- [抜粋した文章]
日常生活を送るのに必要な中級レベルの文法知識と語彙を習得し、それらを用いて表現できること。短い文章の読解・聴解・記述・口述ができる。日常生活においてタイ人と意思疎通が可能なレベル。
タイ語検定3級に求められる能力
- 語彙力(約1,500〜2,000語程度)
- 文法力
- 会話表現力
- 読解力
- 聴解力
タイ語検定3級合格の目安となる勉強時間
4級取得後、約200〜300時間の追加学習が必要です。
実用タイ語検定準2級
タイ語検定準2級概要
- 実施時期:春季(6月初旬)のみの年1回
- 試験内容:筆記60分+リスニング約20分
- 回答方式:記述式
- 合格点:100点満点中70点以上
- 合格率:約35%(2021年春季は36.9%)
タイ語検定準2級の難易度とレベル
準2級は中上級レベルであり、この級から記述式への変更が大きな特徴です。タイ語を書く能力が必須となります。
社会生活を送るのに不可欠な中上級レベルの文法知識と語彙を習得し、それらを用いて的確に表現できること。やや長い文章の読解・聴解・記述・口述ができる。一般的な業務や職務においてタイ人との意思疎通が可能なレベル。
タイ語検定準2級に求められる能力
- タイ語を書く能力
- 作文能力
- 語彙力(約3,000語程度)
- 文法力
- 会話表現力
- 長文読解力
- 聴解力
タイ語検定準2級合格の目安となる勉強時間
3級取得後、約300〜400時間の追加学習が必要です。
実用タイ語検定2級
タイ語検定2級概要
- 実施時期:秋季(11月初旬)のみの年1回
- 試験内容:
- 一次試験:筆記60分+リスニング約20分
- 二次試験:対面口述式にて約40分間
- 回答方式:記述式
- 合格点:100点満点中70点以上
タイ語検定2級の難易度とレベル
2級は上級レベルであり、一般的なタイ語翻訳やタイ語通訳が可能なレベルです。2級からは対面口述式の二次試験が加わります。

- [表示中の項目]
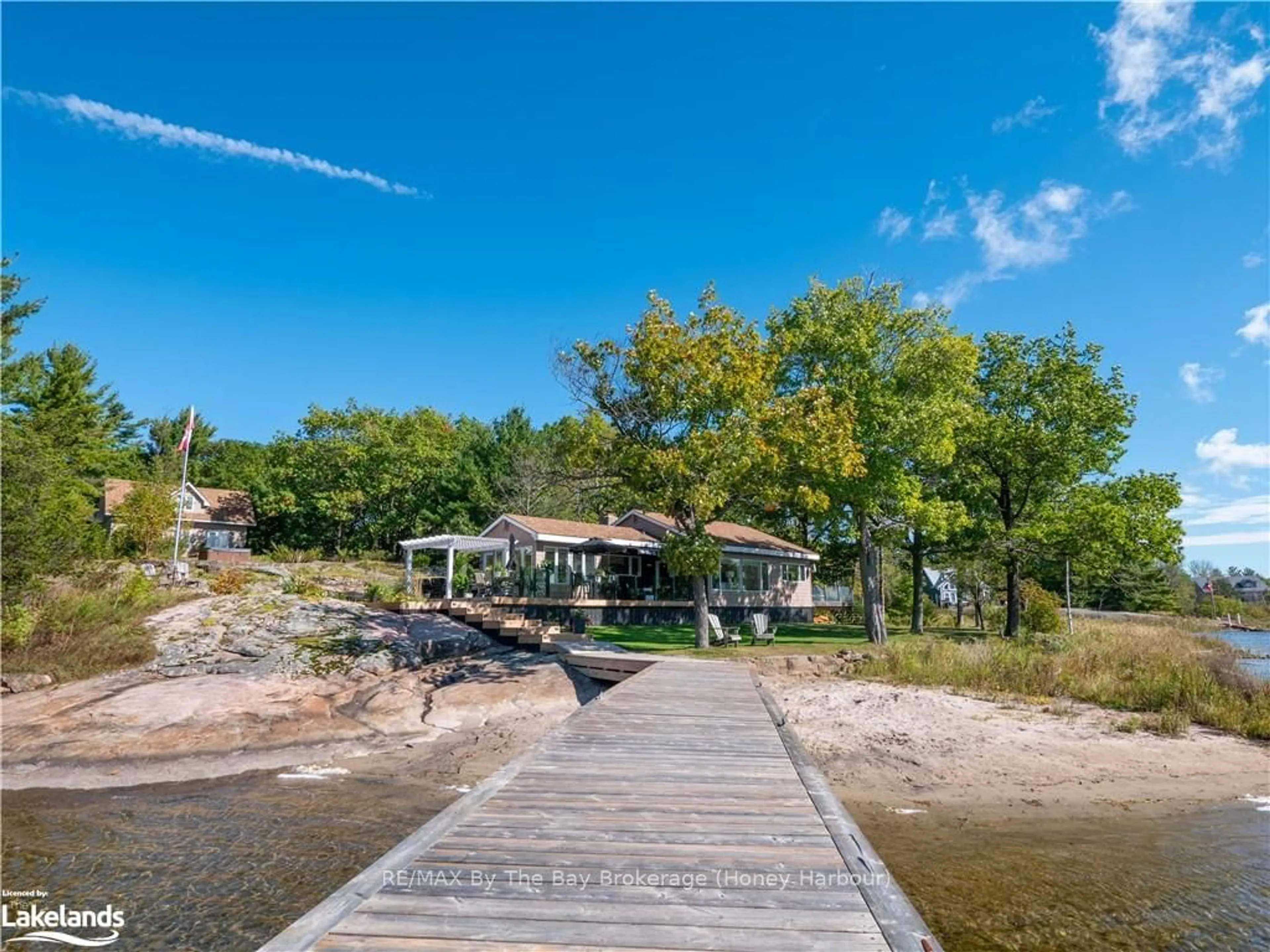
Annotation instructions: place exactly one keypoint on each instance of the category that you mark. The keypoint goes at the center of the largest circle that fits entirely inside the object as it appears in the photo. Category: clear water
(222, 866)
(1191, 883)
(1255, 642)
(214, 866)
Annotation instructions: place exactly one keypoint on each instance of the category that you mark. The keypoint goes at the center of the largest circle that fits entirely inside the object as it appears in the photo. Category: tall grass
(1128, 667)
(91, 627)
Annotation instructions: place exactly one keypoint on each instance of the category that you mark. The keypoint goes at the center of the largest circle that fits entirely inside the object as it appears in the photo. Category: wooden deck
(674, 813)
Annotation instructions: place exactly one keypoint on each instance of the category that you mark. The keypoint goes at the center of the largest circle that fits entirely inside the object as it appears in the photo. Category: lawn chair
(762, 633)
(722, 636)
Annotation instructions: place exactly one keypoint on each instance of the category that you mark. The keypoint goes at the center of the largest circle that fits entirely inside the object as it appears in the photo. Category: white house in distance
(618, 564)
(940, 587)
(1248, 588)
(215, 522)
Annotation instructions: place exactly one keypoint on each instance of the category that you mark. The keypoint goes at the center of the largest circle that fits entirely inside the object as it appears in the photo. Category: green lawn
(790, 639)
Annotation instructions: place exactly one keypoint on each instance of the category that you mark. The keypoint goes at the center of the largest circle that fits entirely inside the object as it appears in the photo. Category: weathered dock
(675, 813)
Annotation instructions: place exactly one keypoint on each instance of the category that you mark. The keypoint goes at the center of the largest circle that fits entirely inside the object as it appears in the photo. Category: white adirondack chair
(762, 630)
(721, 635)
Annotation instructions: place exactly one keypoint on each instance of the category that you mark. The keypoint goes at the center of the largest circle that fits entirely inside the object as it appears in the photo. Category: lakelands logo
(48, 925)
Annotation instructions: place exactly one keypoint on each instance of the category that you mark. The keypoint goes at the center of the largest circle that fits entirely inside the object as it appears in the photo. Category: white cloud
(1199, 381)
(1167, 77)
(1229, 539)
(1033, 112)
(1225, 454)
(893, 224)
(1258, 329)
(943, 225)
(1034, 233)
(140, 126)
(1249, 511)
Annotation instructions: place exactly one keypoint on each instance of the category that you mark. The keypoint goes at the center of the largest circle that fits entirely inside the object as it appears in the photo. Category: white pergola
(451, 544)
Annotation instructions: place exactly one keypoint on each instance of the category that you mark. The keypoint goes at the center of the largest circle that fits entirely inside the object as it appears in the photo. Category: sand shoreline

- [やること]
**a.** タイ語検定の文章によると、準2級の合格率はおよそ何パーセントですか。
**b.** タイ語検定の文章から、「タイ語検定準2級の難易度とレベル」から「との意思疎通が可能なレベル。」までをそのまま抜き出してください。
**c.** タイ語検定の文章を、最後の文の後から書き継いでください。
上の項目は使わなくてかまいません。

- [想定される回答]
**a.** 約35%です。

**b.**
タイ語検定準2級の難易度とレベル
準2級は中上級レベルであり、この級から記述式への変更が大きな特徴です。タイ語を書く能力が必須となります。
社会生活を送るのに不可欠な中上級レベルの文法知識と語彙を習得し、それらを用いて的確に表現できること。やや長い文章の読解・聴解・記述・口述ができる。一般的な業務や職務においてタイ人との意思疎通が可能なレベル。

**c.**
社会生活を送るのに必要な上級レベルの文法知識と語彙を習得し、それらを用いて流暢に表現できること。高度な専門用語を含まない新聞記事・論説文・物語の読解、ニュース・アナウンスの聴解ができ、テーマに沿って論述することもできる。一般的なタイ語翻訳やタイ語通訳、語学としてタイ語を指導することが可能なレベル。
タイ語検定2級に求められる能力
- 高度な語彙力(専門用語、略語含む)
- 高度な文法力
- 流暢な会話能力
- 新聞記事・論説文の読解力
- ニュース・アナウンスの聴解力
- 論述力
タイ語検定2級合格の目安となる勉強時間
準2級取得後、約500時間以上の学習が必要とされています。
実用タイ語検定1級
タイ語検定1級概要
- 実施時期:秋季(11月初旬)のみの年1回
- 試験内容:
- 一次試験:筆記60分+リスニング約25分
- 二次試験:対面口述式にて約40分間
- 回答方式:記述式
- 合格点:100点満点中70点以上
タイ語検定1級の難易度とレベル
1級はタイ語検定の最高レベルであり、ネイティブに近いタイ語能力が求められます。専門的な内容の通訳・翻訳ができるレベルです。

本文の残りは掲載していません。